*EXERCISE TASK*
Rewrite the material below as a JSON list of strings, with one string for each line and blank lines omitted. Cover all of the material, but leave the pictures out of the answer.

□ □ □ □ □

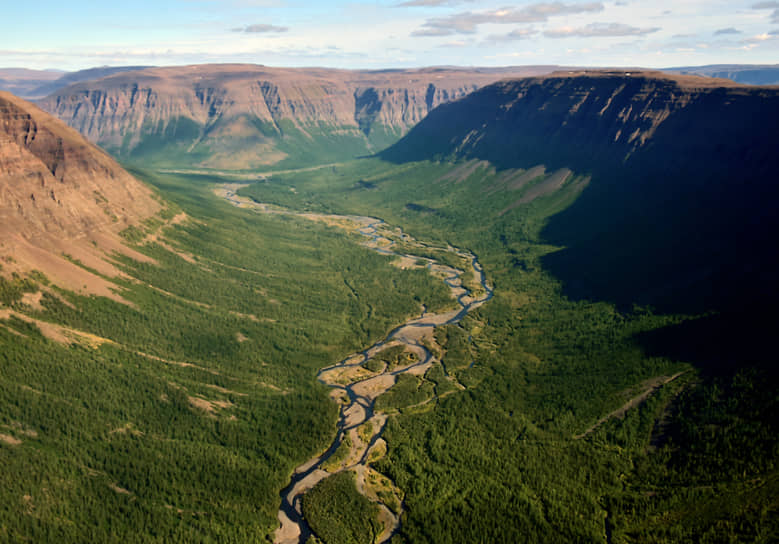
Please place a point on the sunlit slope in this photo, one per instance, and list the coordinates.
(245, 116)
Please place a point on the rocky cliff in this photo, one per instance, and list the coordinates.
(244, 116)
(61, 194)
(680, 206)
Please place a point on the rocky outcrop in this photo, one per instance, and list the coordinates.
(243, 116)
(59, 194)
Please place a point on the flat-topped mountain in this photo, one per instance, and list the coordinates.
(245, 116)
(59, 194)
(748, 74)
(679, 209)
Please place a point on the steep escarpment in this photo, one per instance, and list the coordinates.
(243, 116)
(678, 211)
(61, 195)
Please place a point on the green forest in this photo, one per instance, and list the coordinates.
(577, 420)
(174, 425)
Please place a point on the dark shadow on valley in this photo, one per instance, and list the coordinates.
(683, 223)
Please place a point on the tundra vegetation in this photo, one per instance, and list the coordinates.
(174, 425)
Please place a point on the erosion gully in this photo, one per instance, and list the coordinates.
(354, 387)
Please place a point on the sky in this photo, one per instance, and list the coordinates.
(363, 34)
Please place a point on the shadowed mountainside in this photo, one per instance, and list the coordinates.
(678, 213)
(245, 116)
(32, 84)
(60, 194)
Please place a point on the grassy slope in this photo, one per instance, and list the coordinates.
(499, 461)
(123, 442)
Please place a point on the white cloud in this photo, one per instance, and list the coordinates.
(599, 30)
(468, 22)
(261, 29)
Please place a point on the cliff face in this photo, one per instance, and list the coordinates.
(243, 116)
(60, 194)
(680, 206)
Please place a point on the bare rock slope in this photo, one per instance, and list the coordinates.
(244, 116)
(61, 196)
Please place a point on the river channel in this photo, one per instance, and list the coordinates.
(354, 386)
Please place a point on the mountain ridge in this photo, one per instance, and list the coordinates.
(245, 116)
(62, 200)
(684, 165)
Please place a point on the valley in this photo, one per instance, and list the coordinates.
(356, 386)
(307, 349)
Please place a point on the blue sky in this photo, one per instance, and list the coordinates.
(388, 33)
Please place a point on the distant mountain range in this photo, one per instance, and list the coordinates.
(33, 84)
(748, 74)
(246, 116)
(682, 172)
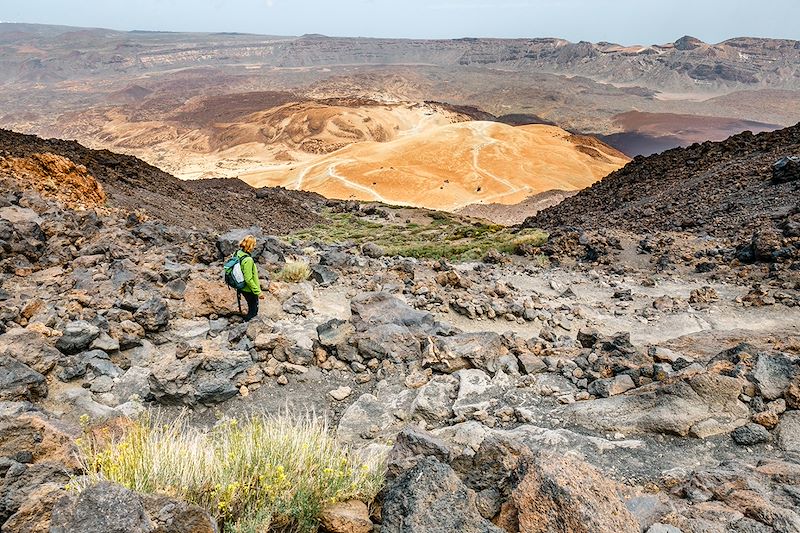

□ □ □ □ □

*ANSWER TO THE PROBLEM*
[
  "Please place a point on the sunlit slope in this photo, one per instance, and list the coordinates.",
  "(245, 116)",
  "Please place a point on the rocky cliff in this photo, one per instance, and list the coordinates.",
  "(244, 116)",
  "(61, 194)",
  "(680, 206)",
  "Please place a point on the rocky outcrop in this photo, one per instance, and list the coordinates.",
  "(243, 116)",
  "(59, 194)",
  "Please place a point on the flat-topped mountain in this photo, one per instance, and list the coordinates.",
  "(245, 116)",
  "(59, 194)",
  "(748, 74)",
  "(679, 209)",
  "Please place a point on the steep escarpment in this photo, one per instance, and list the coordinates.",
  "(243, 116)",
  "(678, 211)",
  "(61, 195)",
  "Please place a point on the green forest in this photo, one per instance, and list the coordinates.",
  "(577, 420)",
  "(174, 425)",
  "Please place a point on the dark shadow on valley in this photo, one per instance, and list the coordinates.",
  "(683, 223)",
  "Please place a point on the tundra vegetation in this photo, one per instance, and list the coordinates.",
  "(174, 425)",
  "Please place a point on the erosion gully in this photo, one per instance, and list the coordinates.",
  "(354, 387)",
  "Please place a point on the sky in this photo, one per instance, and list the coordinates.",
  "(363, 34)",
  "Please place a point on the shadowed mountainside in this photo, one per instance, and list the coordinates.",
  "(678, 213)",
  "(245, 116)",
  "(32, 84)",
  "(60, 194)",
  "Please place a point on the grassy slope in this photo, one per instance, and list the coordinates.",
  "(499, 461)",
  "(123, 442)",
  "Please place a point on the white cloud in this photo, one per instance, and list the coordinates.",
  "(599, 30)",
  "(468, 22)",
  "(261, 29)",
  "Please place a point on the cliff face in this photo, one per instance, and list the coordinates.",
  "(243, 116)",
  "(60, 194)",
  "(680, 206)",
  "Please place a point on the bare rock slope in this photo, one per instance, and list the coordinates.",
  "(244, 116)",
  "(61, 196)",
  "Please place a point on the river channel in this photo, one per instance, and list the coordinates.",
  "(354, 386)",
  "Please place a point on the mountain ridge in this photo, one per instance, and list the coordinates.",
  "(245, 116)",
  "(62, 200)",
  "(684, 165)",
  "Please place a point on the valley in this photo, one per instance, and list the coordinates.",
  "(356, 386)",
  "(307, 349)",
  "Please place a point on the blue sky in this photo, one per instance, and list the coordinates.",
  "(388, 33)",
  "Please place a point on the distant mountain range in this photo, one per instance, and list the coordinates.",
  "(33, 84)",
  "(748, 74)",
  "(246, 116)",
  "(682, 172)"
]